● Text provided:

※

4.  Lukas Graham:  A new artist, but so good that the album made my best albums of 2016 list.  The first weekend I heard this self-titled album, by this Denmark native, I was ready to make it the number 1 album of 2016.  It’s good.  I love it.  It’s different–piano, rap, R&B, blues, rock and soul can all be heard.  The singing holds up, and can almost feel gospel.  The lyrics tell a story, and it feels spiritual.  My only negative is that the music doesn’t stand up to the test of time for one reason only.  I guess America isn’t as family-oriented as many countries, because after a bit, the common mention of family got a little distracting and. . .  Tiresome?  It isn’t like close family ties are boring or annoying to hear about, but Graham mentions his family in nearly every song–and it IS just this side of too much.  But that’s a small complaint.

※

● Record list:

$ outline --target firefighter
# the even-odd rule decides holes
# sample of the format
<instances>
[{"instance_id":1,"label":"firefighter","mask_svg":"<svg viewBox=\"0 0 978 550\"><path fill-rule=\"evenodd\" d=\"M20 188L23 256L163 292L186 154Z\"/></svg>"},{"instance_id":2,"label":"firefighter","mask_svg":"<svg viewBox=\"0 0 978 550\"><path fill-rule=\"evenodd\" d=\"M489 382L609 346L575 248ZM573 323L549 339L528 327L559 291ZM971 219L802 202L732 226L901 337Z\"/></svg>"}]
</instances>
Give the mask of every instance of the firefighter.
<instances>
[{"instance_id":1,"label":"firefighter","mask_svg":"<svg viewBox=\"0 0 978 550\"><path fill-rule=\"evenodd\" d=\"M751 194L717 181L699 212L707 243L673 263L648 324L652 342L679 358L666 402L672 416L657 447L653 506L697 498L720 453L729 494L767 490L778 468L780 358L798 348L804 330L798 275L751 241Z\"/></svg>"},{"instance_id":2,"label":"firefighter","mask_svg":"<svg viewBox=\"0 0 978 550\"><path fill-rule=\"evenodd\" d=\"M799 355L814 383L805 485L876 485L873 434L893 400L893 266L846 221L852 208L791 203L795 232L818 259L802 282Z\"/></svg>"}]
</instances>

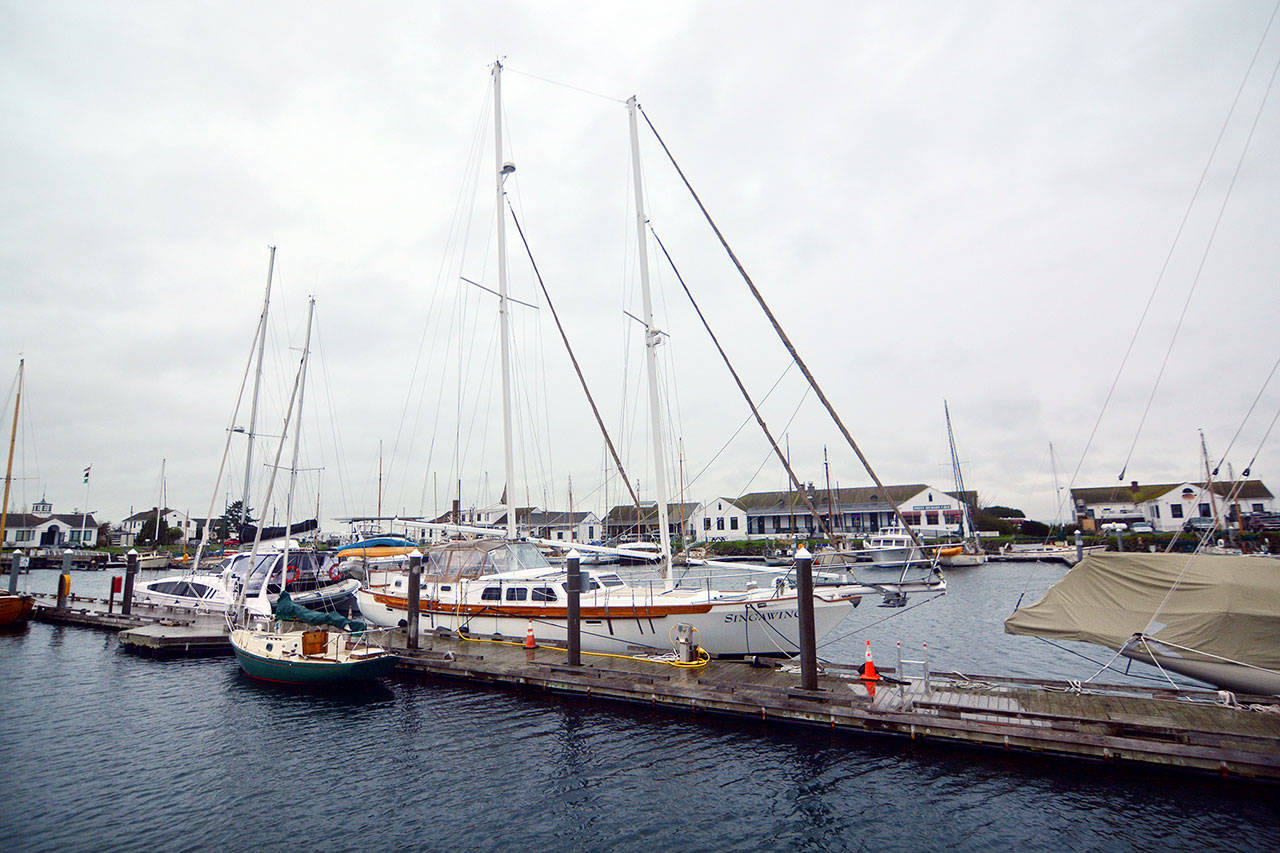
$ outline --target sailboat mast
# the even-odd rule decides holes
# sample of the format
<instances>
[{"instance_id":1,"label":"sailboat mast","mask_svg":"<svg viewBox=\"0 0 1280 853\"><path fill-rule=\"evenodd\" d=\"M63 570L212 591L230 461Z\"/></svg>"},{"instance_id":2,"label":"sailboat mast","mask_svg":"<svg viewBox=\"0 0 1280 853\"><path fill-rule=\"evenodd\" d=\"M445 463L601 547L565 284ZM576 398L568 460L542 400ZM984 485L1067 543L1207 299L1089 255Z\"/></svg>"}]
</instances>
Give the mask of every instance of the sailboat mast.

※

● Given request: Please edit the part of the album review that opens with the words "4.  Lukas Graham:  A" and closes with "a small complaint.", replacing "piano" with "organ". The material isn't needed for this.

● Response for this exercise:
4.  Lukas Graham:  A new artist, but so good that the album made my best albums of 2016 list.  The first weekend I heard this self-titled album, by this Denmark native, I was ready to make it the number 1 album of 2016.  It’s good.  I love it.  It’s different–organ, rap, R&B, blues, rock and soul can all be heard.  The singing holds up, and can almost feel gospel.  The lyrics tell a story, and it feels spiritual.  My only negative is that the music doesn’t stand up to the test of time for one reason only.  I guess America isn’t as family-oriented as many countries, because after a bit, the common mention of family got a little distracting and. . .  Tiresome?  It isn’t like close family ties are boring or annoying to hear about, but Graham mentions his family in nearly every song–and it IS just this side of too much.  But that’s a small complaint.